(Description of the task)
All lines in the entries below that hold "sconce" make up the answer.

(Source records)
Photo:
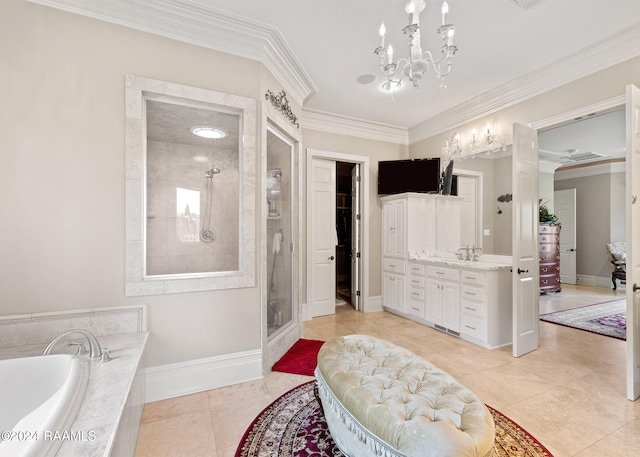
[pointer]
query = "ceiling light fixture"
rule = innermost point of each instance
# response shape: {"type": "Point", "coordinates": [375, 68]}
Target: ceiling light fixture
{"type": "Point", "coordinates": [418, 61]}
{"type": "Point", "coordinates": [206, 131]}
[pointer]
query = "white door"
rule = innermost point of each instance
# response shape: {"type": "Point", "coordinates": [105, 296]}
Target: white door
{"type": "Point", "coordinates": [633, 241]}
{"type": "Point", "coordinates": [355, 236]}
{"type": "Point", "coordinates": [322, 224]}
{"type": "Point", "coordinates": [526, 288]}
{"type": "Point", "coordinates": [564, 203]}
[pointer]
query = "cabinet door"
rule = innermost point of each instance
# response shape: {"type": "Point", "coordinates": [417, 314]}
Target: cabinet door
{"type": "Point", "coordinates": [388, 290]}
{"type": "Point", "coordinates": [448, 220]}
{"type": "Point", "coordinates": [400, 229]}
{"type": "Point", "coordinates": [450, 299]}
{"type": "Point", "coordinates": [388, 227]}
{"type": "Point", "coordinates": [433, 312]}
{"type": "Point", "coordinates": [399, 292]}
{"type": "Point", "coordinates": [393, 291]}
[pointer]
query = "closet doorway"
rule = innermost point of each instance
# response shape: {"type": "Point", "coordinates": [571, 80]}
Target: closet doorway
{"type": "Point", "coordinates": [337, 243]}
{"type": "Point", "coordinates": [347, 233]}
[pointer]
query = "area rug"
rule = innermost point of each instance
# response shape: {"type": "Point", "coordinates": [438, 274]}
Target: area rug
{"type": "Point", "coordinates": [302, 358]}
{"type": "Point", "coordinates": [608, 318]}
{"type": "Point", "coordinates": [294, 426]}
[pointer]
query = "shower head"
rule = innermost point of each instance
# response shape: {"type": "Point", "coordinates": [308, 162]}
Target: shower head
{"type": "Point", "coordinates": [213, 171]}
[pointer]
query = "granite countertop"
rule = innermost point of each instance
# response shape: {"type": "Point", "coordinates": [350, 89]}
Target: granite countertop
{"type": "Point", "coordinates": [106, 395]}
{"type": "Point", "coordinates": [470, 264]}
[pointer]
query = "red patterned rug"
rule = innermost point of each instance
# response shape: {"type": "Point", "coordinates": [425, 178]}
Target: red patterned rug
{"type": "Point", "coordinates": [294, 426]}
{"type": "Point", "coordinates": [302, 358]}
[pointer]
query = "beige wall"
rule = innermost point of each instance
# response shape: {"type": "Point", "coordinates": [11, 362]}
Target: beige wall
{"type": "Point", "coordinates": [62, 175]}
{"type": "Point", "coordinates": [62, 188]}
{"type": "Point", "coordinates": [600, 86]}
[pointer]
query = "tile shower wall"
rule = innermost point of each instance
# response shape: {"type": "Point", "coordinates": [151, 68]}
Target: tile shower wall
{"type": "Point", "coordinates": [173, 243]}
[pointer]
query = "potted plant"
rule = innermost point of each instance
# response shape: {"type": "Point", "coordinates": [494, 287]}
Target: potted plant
{"type": "Point", "coordinates": [546, 216]}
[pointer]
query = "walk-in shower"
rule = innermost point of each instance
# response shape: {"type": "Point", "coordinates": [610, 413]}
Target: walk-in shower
{"type": "Point", "coordinates": [207, 234]}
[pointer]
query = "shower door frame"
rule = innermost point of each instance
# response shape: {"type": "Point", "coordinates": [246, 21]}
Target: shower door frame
{"type": "Point", "coordinates": [276, 345]}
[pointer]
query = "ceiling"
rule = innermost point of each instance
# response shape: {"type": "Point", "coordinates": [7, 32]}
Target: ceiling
{"type": "Point", "coordinates": [506, 53]}
{"type": "Point", "coordinates": [497, 41]}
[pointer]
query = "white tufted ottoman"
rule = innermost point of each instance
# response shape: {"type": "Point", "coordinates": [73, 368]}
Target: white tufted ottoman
{"type": "Point", "coordinates": [382, 400]}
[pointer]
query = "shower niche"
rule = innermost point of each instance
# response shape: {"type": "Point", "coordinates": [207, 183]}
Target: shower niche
{"type": "Point", "coordinates": [190, 192]}
{"type": "Point", "coordinates": [192, 189]}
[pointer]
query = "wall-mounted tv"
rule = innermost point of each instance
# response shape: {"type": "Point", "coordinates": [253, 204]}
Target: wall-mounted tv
{"type": "Point", "coordinates": [417, 175]}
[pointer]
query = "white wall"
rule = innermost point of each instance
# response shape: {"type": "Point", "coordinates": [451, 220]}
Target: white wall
{"type": "Point", "coordinates": [62, 175]}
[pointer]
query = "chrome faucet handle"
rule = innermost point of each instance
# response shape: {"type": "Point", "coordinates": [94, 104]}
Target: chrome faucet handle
{"type": "Point", "coordinates": [82, 350]}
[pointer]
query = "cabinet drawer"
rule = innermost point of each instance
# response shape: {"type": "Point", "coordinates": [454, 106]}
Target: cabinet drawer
{"type": "Point", "coordinates": [473, 277]}
{"type": "Point", "coordinates": [415, 281]}
{"type": "Point", "coordinates": [416, 294]}
{"type": "Point", "coordinates": [416, 269]}
{"type": "Point", "coordinates": [473, 308]}
{"type": "Point", "coordinates": [443, 273]}
{"type": "Point", "coordinates": [473, 326]}
{"type": "Point", "coordinates": [473, 293]}
{"type": "Point", "coordinates": [416, 308]}
{"type": "Point", "coordinates": [394, 265]}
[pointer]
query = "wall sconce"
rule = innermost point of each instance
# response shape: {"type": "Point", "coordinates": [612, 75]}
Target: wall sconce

(Your solution)
query = "wall sconce"
Target: wall sconce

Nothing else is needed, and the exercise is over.